> **SET TASK**
Take the material below and write it all out again exactly.

> **Records from a collection**
***
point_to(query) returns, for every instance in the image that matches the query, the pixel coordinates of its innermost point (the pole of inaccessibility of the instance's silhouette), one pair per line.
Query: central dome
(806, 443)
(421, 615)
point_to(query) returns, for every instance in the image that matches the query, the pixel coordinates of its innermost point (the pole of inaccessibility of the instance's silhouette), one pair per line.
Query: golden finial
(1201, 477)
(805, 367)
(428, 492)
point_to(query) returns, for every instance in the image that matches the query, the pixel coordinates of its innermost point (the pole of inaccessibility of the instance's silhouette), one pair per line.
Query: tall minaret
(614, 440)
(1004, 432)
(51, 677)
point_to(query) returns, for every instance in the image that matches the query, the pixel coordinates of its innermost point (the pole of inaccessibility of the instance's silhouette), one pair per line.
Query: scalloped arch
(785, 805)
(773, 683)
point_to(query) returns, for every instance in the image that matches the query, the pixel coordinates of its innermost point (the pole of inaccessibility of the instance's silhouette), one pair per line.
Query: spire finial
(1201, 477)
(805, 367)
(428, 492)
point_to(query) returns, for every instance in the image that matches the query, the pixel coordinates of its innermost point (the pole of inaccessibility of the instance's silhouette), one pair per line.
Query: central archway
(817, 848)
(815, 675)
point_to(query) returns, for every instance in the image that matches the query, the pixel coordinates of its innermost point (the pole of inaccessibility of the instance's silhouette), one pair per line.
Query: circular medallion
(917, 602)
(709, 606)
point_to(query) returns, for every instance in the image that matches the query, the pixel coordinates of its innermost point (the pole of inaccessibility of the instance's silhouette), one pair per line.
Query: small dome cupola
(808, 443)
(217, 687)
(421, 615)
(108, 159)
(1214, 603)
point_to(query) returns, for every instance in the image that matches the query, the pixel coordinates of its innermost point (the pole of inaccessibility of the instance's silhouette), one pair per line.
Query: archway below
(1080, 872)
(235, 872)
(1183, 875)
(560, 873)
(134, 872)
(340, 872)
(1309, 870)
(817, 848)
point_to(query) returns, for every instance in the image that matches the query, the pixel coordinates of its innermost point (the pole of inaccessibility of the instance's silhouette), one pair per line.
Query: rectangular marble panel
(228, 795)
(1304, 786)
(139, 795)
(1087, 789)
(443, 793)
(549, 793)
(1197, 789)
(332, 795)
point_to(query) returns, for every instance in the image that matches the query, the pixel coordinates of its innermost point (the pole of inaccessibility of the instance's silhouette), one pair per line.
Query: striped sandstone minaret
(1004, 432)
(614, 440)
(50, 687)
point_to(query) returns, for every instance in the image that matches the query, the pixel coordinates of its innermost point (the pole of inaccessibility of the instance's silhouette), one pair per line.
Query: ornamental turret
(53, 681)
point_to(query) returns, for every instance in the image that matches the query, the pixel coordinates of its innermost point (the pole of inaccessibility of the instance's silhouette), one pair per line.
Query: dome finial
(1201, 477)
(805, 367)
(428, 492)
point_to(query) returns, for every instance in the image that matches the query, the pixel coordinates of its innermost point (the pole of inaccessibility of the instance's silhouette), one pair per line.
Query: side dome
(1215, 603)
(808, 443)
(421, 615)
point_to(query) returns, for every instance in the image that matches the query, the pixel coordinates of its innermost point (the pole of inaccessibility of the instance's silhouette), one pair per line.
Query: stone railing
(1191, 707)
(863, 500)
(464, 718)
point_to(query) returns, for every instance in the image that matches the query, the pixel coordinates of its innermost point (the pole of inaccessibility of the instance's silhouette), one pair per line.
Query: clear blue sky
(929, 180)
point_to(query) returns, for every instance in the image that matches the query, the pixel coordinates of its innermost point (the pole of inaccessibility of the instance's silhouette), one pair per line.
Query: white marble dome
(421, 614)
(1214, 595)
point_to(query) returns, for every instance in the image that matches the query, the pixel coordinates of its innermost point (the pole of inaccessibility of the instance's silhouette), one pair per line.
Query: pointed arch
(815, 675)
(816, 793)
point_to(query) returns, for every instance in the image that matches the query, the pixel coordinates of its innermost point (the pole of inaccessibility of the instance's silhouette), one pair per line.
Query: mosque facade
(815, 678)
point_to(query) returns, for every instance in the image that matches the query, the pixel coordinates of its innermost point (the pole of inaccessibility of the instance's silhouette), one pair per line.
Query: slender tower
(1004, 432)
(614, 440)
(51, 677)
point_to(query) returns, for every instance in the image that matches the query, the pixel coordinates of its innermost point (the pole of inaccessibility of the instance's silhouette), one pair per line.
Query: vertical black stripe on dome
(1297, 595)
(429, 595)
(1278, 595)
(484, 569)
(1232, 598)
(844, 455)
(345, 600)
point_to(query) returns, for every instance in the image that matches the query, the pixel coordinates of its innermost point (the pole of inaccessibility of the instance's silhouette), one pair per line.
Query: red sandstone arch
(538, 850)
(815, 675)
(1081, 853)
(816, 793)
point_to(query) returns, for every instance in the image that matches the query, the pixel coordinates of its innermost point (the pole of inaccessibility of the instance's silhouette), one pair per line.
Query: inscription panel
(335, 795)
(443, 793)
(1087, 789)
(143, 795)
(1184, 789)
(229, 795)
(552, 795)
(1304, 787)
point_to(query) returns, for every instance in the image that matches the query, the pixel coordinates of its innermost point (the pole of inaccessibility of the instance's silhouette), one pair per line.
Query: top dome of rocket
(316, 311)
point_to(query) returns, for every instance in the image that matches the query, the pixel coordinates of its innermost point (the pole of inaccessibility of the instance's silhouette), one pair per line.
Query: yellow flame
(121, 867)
***
> **SOLVED EXERCISE**
point_to(query) returns, for every instance in the image that matches the query, the pixel coordinates of its innermost point (the pole of inaccessibility of the instance's silhouette), one pair per line.
Query: central dome
(806, 443)
(421, 615)
point_to(query) returns, for every instance in the image that matches the query, the pixel coordinates of its innermost point (the pole of inaccessibility of the instance's silhouette), one pair per line.
Query: golden finial
(1201, 477)
(805, 367)
(428, 492)
point_to(query) returns, for every instance in the image that matches the query, the pixel coordinates of its innermost point (the pole of inaccessibility of the instance's silhouette), one pair per line.
Query: tall minaret
(614, 440)
(1004, 432)
(51, 677)
point_to(query) returns, for every instance in the image that matches the query, the pixel coordinates of its innermost point (the pole of inaccessibility of the instance's silhouette), one pair per line.
Query: scalloped arch
(785, 805)
(773, 683)
point_to(query) returns, for every instance in the image that matches the query, the pixel coordinates of its innermost point (the pole of inaccessibility of the instance's silhouette), one pair per line.
Query: spire finial
(1201, 477)
(805, 367)
(428, 492)
point_to(query) returns, for every instance in the image that matches the query, the pixel coordinates of its innermost point (the pole of inaccessibility of the instance's silhouette), one pair per line.
Query: central archway
(817, 848)
(815, 675)
point_to(query) returns, for every instance in the image that matches the query, the pixel coordinates of its innermost point (the pole of inaccessibility of the instance's silhouette), one pair per line.
Query: circular medallion
(917, 602)
(709, 606)
point_to(query) returns, for every instance in the image that matches the query, the pixel coordinates of its innermost point (the pole of inaccessibility of the instance's silhouette), one pair per line.
Query: small dome cupola
(808, 443)
(217, 687)
(421, 615)
(108, 159)
(1214, 603)
point_to(query) returns, for every instance in the image that matches the query, the pixel coordinates of its innermost point (the pole of inaccessibility of the instance's silhouette), one pair per line.
Query: archway below
(1080, 872)
(235, 872)
(1183, 875)
(560, 873)
(134, 872)
(340, 872)
(1309, 870)
(817, 848)
point_to(query) returns, for every instance in the image that matches the query, the pixel coordinates of its innermost point (the pole of inaccessibility of the instance's silhouette), one pair per line.
Query: rectangular marble panel
(228, 795)
(1304, 786)
(139, 795)
(1087, 789)
(443, 793)
(549, 793)
(1197, 789)
(332, 795)
point_to(query) returns, for every instance in the image that matches the query, the pixel coordinates of its innermost point (the pole of inaccessibility of the instance's silhouette), one pair per line.
Query: striped sandstone minaret
(1004, 432)
(614, 440)
(50, 687)
point_to(query) returns, for every instance in the image that matches the query, the pixel coordinates of its innermost point (the pole of inaccessibility of the instance's silhouette), one pair per line.
Query: ornamental turret
(53, 681)
point_to(query) returns, for every instance in the image that matches the query, the pixel coordinates of its innermost point (the pole of inaccessibility of the instance's silhouette), one pair per line.
Query: dome finial
(1201, 477)
(805, 367)
(428, 492)
point_to(query) returns, for every instance in the image that matches the query, the pixel coordinates of its innermost point (the pole of inaccessibility of the instance's silhouette), one pair per line.
Query: side dome
(1215, 603)
(808, 443)
(421, 615)
point_to(query) returns, for every instance in the image that matches the query, the pixel coordinates of its innermost point (the pole of inaccessibility of the instance's silhouette), one pair per line.
Query: stone railing
(1191, 707)
(863, 500)
(464, 718)
point_to(query) returns, for every instance in the image that matches the query, the pixel coordinates of its innermost point (the pole of inaccessibility of the instance's silhouette), one pair per line.
Query: clear blue sky
(929, 180)
point_to(query) returns, for every instance in the image that matches the query, the pixel coordinates of its innermost point (the pole of inaccessibility of the instance's silhouette), one pair per line.
Query: white marble dome
(421, 614)
(1214, 595)
point_to(query) returns, for every instance in the image that matches the query, the pixel coordinates of its innermost point (the pole of inaccessibility of the instance's silhouette), one pair per line.
Query: pointed arch
(815, 675)
(816, 793)
point_to(query) returns, for every instance in the image that matches the query, the pixel coordinates of its innermost point (the pole of inaccessibility of the instance's silhouette), one pair per line.
Query: mosque facade
(815, 678)
point_to(query) returns, for every instance in the image that matches the query, the pixel coordinates of its innermost point (the pole of inaccessibility of the instance's silhouette), one pair per line.
Query: slender tower
(1004, 432)
(614, 440)
(51, 677)
point_to(query) returns, for every instance in the image that matches the query, the pixel coordinates of its innermost point (the pole of inaccessibility of the instance's silhouette), one pair per line.
Query: vertical black stripe on dome
(1297, 595)
(429, 595)
(1278, 595)
(484, 569)
(1232, 598)
(844, 455)
(345, 600)
point_to(query) returns, for every instance in the image that matches the query, the pixel coordinates of its innermost point (the pole of inaccessibility of the instance's silhouette), one pair per line.
Query: red sandstone arch
(538, 850)
(815, 675)
(1081, 853)
(816, 793)
point_to(query) returns, for every instance in the image that matches the query, the pixel coordinates of its innermost point (the pole of inaccessibility of the instance's silhouette), one pair per line.
Query: inscription panel
(335, 795)
(443, 793)
(1087, 789)
(143, 795)
(1184, 789)
(229, 795)
(552, 795)
(1304, 787)
point_to(query) returns, for every instance in the image that matches the query, the pixel coordinates of its innermost point (the pole of inaccessibility of the instance's silhouette), one pair per line.
Query: top dome of rocket
(316, 311)
point_to(query) returns, for every instance in the image that matches the query, the pixel coordinates of its innermost point (the pole of inaccessibility of the instance's silhouette), one pair per line.
Query: yellow flame
(121, 867)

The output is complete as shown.